#### [PROBLEMA POSTO]
Mostra, copiandole senza modifiche, tutte le righe dei record qui sotto in cui compare la stringa "grass".

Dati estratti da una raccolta
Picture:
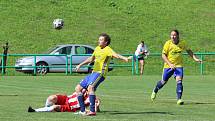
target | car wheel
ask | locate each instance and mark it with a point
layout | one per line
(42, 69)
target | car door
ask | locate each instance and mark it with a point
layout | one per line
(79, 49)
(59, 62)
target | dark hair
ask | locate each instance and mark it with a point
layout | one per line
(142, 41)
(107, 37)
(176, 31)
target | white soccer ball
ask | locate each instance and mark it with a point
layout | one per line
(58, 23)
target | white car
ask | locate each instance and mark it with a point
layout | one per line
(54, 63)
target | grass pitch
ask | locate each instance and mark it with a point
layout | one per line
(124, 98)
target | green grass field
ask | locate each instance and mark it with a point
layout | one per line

* * *

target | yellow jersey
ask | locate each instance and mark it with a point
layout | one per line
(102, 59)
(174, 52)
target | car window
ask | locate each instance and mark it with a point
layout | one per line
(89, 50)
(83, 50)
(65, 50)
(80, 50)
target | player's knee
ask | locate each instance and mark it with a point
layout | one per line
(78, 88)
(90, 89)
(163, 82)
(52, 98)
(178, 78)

#### [LA RISPOSTA]
target | grass pitch
target | green grass field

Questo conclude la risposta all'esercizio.